== Task description ==
The lines to reproduce run from the first one below to the line containing "of the white", both included. Reproduce them exactly and nothing else.

(Extracted information Opens)

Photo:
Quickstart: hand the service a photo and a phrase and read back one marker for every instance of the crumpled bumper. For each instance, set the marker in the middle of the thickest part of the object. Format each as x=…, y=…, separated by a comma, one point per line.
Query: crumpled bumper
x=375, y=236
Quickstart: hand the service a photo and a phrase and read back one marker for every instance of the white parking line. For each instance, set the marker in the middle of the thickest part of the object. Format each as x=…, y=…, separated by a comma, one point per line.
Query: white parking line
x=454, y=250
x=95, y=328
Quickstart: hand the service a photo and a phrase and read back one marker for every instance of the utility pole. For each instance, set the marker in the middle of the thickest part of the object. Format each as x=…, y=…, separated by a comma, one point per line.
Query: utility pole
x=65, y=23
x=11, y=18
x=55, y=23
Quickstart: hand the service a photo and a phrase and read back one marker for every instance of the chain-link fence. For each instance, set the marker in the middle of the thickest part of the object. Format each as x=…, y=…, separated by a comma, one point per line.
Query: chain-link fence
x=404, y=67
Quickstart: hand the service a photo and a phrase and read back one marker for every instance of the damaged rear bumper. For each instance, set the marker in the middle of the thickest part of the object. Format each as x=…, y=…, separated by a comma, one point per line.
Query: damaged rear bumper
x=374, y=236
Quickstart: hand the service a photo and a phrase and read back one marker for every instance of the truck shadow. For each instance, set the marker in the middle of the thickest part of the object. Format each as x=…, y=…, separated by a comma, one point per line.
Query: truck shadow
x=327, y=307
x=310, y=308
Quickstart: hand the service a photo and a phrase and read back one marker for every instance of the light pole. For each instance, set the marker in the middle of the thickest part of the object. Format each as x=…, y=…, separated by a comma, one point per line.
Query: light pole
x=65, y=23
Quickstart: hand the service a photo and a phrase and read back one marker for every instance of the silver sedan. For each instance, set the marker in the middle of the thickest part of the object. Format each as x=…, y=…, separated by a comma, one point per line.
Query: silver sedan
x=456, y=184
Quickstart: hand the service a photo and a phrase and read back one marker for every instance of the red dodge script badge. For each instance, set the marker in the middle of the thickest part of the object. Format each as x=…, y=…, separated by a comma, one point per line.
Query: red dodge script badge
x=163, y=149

(Extracted information Closes)

== Output ==
Photo:
Quickstart: hand the service a photo and a phrase and read back one marker for every instance of the crumpled bumper. For each instance, set the marker in the middle of the thickest part of the object. Format each as x=…, y=…, separated by a comma, one point per line.
Query: crumpled bumper
x=375, y=236
Quickstart: hand the service a photo and a phrase and read back one marker for every instance of the white parking line. For each instance, set the marker in the middle of the thickest part of the object. Format each as x=…, y=…, separated by a comma, one point per line.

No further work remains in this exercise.